ZLALS0 applies back the multiplying factors of either the left or the right singular vector matrix of a diagonal matrix appended by a row to the right hand side matrix B in solving the least squares problem using the divide-and-conquer SVD approach.

For the left singular vector matrix, three types of orthogonal matrices are involved:

(1L) Givens rotations: the number of such rotations is GIVPTR; the pairs of columns/rows they were applied to are stored in GIVCOL; and the C- and S-values of these rotations are stored in GIVNUM.

(2L) Permutation. The (NL+1)-st row of B is to be moved to the first row, and for J=2:N, PERM(J)-th row of B is to be moved to the J-th row.

(3L) The left singular vector matrix of the remaining matrix.

For the right singular vector matrix, four types of orthogonal matrices are involved:

(1R) The right singular vector matrix of the remaining matrix.

(2R) If SQRE = 1, one extra Givens rotation to generate the right null space.

(3R) The inverse transformation of (2L).

(4R) The inverse transformation of (1L).

Parameters

in

icompq

Specifies whether singular vectors are to be computed in factored form: = 0: Left singular vector matrix. = 1: Right singular vector matrix.

Coordinate annotation entries
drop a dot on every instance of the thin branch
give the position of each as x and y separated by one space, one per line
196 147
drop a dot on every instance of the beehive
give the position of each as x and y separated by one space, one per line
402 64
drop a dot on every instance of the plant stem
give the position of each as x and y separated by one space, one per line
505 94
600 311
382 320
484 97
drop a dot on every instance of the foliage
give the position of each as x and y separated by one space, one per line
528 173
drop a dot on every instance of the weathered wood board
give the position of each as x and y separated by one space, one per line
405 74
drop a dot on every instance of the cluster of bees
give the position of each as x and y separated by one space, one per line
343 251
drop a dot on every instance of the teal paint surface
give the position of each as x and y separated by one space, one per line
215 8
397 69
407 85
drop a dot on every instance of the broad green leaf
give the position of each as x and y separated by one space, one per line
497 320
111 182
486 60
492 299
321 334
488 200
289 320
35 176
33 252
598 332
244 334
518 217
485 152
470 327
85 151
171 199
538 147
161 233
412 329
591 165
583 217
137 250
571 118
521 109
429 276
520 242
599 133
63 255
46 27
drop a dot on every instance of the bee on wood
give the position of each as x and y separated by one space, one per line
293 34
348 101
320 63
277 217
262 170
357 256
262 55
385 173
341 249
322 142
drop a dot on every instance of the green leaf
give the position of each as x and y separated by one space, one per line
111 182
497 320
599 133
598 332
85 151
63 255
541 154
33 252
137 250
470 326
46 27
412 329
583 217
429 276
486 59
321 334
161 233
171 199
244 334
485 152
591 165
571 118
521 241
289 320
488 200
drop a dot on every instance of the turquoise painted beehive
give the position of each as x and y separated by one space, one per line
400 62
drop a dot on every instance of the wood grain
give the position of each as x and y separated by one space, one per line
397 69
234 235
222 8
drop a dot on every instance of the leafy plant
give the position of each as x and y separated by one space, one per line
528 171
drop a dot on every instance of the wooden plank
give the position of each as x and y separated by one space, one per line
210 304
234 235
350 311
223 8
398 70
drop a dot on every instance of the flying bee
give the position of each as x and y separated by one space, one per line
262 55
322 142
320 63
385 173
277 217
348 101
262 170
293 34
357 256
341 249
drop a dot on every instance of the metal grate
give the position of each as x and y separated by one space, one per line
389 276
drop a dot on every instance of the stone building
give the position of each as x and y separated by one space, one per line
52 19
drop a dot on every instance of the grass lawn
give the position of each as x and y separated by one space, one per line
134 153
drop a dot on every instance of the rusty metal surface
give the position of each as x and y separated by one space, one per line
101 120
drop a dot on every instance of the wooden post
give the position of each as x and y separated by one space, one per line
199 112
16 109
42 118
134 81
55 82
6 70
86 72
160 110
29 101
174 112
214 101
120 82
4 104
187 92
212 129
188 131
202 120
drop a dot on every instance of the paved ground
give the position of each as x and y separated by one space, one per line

* [CHALLENGES]:
a. Find every line in the rows above that contains the string "wooden" and copy each one. Case counts.
b. Continue the ZLALS0 description from the point where it stops.

* [ANSWERS FOR THE EXERCISE]:
a.
drop a dot on every instance of the wooden plank
drop a dot on every instance of the wooden post

b.
in

nl

The row dimension of the upper block. nl >= 1.

in

nr

The row dimension of the lower block. nr >= 1.

in

sqre

= 0: the lower block is an NR-by-NR square matrix. = 1: the lower block is an NR-by-(NR+1) rectangular matrix. The bidiagonal matrix has row dimension N = NL + NR + 1, and column dimension M = N + SQRE.

in

nrhs

The number of columns of B and BX. nrhs must be at least 1.

inout

B

Complex array, dimension (ldb, nrhs). On input, B contains the right hand sides of the least squares problem in rows 1 through M. On output, B contains the solution X in rows 1 through N.

in

ldb

The leading dimension of B. ldb must be at least max(1, max(M, N)).

out

BX

Complex array, dimension (ldbx, nrhs).

in

ldbx

The leading dimension of BX.

in

perm

Integer array, dimension (N). The permutations (from deflation and sorting) applied to the two blocks.

in

givptr

The number of Givens rotations which took place in this subproblem.

in

givcol

Integer array, dimension (ldgcol, 2). Each pair of numbers indicates a pair of rows/columns involved in a Givens rotation.

in

ldgcol

The leading dimension of GIVCOL, must be at least N.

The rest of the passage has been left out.